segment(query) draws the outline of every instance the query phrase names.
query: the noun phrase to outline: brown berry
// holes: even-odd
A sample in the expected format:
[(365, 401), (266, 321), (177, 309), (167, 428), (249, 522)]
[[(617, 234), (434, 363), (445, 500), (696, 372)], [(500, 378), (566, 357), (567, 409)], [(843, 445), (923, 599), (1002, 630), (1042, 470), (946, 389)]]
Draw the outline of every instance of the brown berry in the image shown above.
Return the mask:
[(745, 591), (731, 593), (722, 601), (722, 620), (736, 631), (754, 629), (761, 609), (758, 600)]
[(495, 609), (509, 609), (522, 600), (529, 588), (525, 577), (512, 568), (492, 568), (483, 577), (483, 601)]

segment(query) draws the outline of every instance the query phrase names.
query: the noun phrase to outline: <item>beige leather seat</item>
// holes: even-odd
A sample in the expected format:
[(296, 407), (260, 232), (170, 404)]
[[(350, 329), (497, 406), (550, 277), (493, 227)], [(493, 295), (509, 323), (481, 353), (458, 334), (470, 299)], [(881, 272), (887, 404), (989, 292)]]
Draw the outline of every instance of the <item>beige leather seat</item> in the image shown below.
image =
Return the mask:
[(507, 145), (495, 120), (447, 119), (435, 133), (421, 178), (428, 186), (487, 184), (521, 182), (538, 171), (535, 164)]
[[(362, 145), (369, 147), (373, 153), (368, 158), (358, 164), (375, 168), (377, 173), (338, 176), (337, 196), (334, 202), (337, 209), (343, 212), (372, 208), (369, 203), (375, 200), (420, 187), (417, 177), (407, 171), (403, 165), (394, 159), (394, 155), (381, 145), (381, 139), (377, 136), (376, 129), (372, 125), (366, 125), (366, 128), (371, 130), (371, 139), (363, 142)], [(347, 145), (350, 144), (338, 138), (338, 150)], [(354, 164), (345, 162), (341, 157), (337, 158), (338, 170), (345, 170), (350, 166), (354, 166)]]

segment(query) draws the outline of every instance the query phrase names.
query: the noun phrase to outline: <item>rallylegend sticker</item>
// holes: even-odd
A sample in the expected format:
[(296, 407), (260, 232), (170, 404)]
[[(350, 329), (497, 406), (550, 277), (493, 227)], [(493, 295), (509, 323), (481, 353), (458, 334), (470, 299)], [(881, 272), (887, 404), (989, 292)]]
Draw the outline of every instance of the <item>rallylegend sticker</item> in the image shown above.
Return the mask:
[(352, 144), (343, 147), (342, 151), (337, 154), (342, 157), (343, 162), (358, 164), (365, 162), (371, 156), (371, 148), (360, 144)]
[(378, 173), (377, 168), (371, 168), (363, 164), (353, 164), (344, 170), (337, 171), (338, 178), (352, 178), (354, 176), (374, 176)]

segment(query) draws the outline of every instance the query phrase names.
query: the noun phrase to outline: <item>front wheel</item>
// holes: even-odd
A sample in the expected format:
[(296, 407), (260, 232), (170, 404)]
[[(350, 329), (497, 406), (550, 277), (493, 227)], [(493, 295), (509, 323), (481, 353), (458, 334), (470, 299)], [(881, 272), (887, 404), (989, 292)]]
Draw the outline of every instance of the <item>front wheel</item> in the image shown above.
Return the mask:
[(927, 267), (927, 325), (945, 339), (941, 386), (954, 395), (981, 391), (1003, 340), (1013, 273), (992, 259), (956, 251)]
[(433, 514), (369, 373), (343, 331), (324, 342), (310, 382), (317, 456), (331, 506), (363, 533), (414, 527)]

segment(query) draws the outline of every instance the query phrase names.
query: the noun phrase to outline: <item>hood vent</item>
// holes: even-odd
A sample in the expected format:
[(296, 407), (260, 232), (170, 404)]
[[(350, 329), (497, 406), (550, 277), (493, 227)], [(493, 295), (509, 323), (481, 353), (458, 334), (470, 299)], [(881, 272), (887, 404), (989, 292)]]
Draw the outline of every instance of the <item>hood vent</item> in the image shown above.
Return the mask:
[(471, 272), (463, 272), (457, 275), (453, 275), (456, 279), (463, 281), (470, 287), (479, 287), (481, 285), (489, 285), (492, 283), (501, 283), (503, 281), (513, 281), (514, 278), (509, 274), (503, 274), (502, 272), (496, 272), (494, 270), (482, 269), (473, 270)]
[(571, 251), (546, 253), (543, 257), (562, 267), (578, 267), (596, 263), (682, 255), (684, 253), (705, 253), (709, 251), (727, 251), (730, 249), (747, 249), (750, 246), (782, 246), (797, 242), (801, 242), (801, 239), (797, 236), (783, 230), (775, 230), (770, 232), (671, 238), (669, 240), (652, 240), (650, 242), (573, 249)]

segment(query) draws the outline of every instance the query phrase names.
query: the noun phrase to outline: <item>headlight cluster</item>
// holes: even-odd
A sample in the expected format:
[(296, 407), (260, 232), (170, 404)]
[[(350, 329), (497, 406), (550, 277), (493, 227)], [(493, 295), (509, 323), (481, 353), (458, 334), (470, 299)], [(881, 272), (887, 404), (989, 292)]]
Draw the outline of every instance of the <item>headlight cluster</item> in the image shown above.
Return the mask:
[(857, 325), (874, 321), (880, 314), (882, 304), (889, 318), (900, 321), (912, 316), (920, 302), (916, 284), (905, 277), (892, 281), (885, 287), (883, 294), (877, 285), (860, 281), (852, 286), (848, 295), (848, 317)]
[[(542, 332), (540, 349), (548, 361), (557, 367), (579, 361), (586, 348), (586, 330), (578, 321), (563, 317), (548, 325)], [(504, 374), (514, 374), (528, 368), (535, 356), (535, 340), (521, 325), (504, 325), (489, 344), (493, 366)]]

***

Stated problem
Return every line of the material that contains the word "leather", copying each line in full.

Response to this exercise
query: the noun phrase to outline: <item>beige leather seat</item>
Draw the outline of every instance of the <item>beige leather seat</item> in the image shown below.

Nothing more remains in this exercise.